— start of Material provided —

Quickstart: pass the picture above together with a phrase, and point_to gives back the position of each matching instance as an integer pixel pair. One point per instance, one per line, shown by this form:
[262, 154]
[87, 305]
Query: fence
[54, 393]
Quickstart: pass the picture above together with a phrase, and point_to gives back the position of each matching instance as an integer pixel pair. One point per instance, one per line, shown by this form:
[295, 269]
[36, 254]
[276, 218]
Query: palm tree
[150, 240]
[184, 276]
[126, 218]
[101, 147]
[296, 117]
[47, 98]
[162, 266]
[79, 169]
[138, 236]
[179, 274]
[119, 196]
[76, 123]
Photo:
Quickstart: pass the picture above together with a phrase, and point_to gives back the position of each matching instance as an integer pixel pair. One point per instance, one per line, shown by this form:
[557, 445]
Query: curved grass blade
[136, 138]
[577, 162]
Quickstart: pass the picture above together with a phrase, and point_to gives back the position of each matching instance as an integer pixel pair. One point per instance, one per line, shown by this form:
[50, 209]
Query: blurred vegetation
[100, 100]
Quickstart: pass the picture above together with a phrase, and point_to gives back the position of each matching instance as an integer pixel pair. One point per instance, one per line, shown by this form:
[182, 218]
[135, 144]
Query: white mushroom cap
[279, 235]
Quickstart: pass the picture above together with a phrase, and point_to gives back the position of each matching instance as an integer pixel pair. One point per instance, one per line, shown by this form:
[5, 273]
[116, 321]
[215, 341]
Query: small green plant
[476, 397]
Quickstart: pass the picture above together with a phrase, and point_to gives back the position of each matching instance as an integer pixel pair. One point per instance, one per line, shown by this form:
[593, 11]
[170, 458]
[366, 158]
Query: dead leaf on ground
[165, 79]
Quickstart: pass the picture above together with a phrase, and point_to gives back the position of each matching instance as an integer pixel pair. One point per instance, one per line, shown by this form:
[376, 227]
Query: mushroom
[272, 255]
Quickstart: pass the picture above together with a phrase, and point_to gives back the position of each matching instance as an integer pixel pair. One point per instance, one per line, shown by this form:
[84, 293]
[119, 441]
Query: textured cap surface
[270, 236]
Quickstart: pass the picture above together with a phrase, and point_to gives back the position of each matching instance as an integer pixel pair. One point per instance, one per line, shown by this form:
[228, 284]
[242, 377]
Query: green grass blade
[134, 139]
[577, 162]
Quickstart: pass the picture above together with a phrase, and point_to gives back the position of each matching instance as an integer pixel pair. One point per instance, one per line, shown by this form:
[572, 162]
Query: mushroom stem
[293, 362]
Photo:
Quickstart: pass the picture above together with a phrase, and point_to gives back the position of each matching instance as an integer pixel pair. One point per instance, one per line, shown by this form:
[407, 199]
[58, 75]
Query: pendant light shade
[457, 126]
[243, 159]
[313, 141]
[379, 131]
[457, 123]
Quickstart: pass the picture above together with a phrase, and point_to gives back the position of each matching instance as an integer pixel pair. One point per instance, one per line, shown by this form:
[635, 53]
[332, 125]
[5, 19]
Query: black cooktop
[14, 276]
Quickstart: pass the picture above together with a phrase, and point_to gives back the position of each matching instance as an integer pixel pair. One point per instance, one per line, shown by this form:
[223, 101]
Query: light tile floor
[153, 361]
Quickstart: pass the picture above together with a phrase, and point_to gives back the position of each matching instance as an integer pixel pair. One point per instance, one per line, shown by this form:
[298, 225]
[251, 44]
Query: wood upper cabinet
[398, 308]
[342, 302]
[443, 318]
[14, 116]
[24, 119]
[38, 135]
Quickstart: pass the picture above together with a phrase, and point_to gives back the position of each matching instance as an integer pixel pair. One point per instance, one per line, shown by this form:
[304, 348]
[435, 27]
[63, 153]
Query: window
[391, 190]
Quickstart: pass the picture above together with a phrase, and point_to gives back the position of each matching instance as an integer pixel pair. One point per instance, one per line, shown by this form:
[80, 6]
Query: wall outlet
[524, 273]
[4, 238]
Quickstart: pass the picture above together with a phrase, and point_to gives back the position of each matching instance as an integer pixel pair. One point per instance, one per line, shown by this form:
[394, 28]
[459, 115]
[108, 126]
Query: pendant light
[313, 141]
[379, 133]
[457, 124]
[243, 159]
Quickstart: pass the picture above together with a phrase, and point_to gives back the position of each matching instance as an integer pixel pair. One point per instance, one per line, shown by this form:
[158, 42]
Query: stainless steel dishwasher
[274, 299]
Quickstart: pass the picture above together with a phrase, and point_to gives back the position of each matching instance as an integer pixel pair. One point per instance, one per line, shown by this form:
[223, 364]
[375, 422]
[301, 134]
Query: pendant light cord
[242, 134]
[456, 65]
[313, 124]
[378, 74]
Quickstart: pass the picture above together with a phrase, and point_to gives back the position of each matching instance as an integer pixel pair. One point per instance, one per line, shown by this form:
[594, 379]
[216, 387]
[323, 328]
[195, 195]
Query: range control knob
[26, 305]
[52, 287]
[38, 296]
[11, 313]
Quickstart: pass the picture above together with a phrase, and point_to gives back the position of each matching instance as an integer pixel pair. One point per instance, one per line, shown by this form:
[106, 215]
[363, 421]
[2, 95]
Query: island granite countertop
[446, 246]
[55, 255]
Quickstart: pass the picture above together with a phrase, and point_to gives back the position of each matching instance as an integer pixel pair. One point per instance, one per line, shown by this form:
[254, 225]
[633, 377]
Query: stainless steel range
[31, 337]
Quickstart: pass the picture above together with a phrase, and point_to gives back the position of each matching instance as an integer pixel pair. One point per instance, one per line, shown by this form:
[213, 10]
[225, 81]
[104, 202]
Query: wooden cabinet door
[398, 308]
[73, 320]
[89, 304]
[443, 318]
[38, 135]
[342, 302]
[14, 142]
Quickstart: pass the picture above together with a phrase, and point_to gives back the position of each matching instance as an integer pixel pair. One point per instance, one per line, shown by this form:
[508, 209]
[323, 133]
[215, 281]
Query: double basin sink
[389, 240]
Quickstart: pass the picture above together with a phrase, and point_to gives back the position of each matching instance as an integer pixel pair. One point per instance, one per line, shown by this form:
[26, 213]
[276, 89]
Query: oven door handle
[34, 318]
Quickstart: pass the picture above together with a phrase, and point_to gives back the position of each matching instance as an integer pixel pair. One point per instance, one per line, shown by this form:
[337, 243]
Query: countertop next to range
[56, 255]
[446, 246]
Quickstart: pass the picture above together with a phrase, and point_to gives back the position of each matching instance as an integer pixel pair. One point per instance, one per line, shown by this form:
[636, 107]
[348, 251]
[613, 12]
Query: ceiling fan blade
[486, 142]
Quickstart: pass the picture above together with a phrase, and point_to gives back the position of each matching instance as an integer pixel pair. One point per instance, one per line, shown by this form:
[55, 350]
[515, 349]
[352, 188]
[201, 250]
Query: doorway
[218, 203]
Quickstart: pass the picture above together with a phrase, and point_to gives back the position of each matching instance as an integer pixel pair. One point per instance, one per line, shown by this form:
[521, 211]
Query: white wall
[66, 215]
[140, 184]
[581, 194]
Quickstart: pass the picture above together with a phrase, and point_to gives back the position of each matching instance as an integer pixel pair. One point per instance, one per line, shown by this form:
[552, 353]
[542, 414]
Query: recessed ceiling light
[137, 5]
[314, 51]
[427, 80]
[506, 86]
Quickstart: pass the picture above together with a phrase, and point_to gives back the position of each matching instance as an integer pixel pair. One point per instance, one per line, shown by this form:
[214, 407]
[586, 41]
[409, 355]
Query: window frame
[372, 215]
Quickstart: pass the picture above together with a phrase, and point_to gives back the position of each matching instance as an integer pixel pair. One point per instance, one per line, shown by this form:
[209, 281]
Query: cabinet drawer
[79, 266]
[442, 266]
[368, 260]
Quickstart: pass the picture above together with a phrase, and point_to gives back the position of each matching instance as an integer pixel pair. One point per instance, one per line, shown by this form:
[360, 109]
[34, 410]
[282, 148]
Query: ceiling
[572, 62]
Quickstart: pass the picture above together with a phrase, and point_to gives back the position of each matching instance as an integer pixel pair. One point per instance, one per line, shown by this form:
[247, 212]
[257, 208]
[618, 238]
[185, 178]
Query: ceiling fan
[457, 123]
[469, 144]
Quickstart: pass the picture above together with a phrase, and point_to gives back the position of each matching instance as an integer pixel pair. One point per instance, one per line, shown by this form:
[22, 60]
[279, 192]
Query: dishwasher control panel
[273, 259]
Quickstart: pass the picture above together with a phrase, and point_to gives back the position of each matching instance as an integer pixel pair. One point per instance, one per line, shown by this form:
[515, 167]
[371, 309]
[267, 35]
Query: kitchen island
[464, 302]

— end of Material provided —

## Given task
Pick out every line of the material above that contains the word "island" and copy each one in full.

## Written answer
Query: island granite countertop
Query: kitchen island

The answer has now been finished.